***** Rows *****
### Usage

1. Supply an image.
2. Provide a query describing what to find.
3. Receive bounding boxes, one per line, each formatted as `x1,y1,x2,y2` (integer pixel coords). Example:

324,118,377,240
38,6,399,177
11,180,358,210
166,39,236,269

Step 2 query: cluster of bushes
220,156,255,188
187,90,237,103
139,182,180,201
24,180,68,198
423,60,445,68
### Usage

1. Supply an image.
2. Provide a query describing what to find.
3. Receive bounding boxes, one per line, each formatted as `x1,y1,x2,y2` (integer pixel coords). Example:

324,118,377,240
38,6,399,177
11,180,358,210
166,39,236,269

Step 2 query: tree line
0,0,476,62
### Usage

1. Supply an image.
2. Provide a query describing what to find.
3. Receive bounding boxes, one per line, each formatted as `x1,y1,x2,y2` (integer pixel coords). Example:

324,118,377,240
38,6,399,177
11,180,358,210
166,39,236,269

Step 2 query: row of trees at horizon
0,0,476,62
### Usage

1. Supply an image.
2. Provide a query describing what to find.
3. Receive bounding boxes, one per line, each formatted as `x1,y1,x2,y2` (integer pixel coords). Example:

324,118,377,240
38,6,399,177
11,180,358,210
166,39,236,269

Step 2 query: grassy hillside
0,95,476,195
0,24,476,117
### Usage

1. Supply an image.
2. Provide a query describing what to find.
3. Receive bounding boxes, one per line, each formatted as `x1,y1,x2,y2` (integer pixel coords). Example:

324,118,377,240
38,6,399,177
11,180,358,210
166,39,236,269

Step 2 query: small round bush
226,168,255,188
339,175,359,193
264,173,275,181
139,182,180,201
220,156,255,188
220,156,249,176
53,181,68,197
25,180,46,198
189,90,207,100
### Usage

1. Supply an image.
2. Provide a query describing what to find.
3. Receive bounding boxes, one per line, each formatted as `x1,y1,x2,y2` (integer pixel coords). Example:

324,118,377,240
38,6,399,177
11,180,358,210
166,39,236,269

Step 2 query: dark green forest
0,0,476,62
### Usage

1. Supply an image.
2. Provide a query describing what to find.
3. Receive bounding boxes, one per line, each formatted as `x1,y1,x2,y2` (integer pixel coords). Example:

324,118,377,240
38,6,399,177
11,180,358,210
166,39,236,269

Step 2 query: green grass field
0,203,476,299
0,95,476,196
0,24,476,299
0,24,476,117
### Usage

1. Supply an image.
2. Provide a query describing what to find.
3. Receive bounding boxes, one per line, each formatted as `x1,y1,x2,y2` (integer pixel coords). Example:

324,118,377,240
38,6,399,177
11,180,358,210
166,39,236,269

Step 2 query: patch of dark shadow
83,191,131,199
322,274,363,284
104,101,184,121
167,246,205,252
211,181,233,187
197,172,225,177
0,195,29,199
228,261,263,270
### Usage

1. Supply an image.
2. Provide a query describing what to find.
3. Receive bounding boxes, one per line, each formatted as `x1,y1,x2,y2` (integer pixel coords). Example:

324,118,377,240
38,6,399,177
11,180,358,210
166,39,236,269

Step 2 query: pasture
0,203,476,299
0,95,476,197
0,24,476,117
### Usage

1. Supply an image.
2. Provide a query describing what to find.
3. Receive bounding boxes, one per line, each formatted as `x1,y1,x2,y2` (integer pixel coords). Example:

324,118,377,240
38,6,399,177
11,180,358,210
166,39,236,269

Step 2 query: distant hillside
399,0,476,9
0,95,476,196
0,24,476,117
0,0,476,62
*****
[Set problem]:
How many lines in the records above contain the word "dark"? Case counts. Give only the number.

[Solved problem]:
2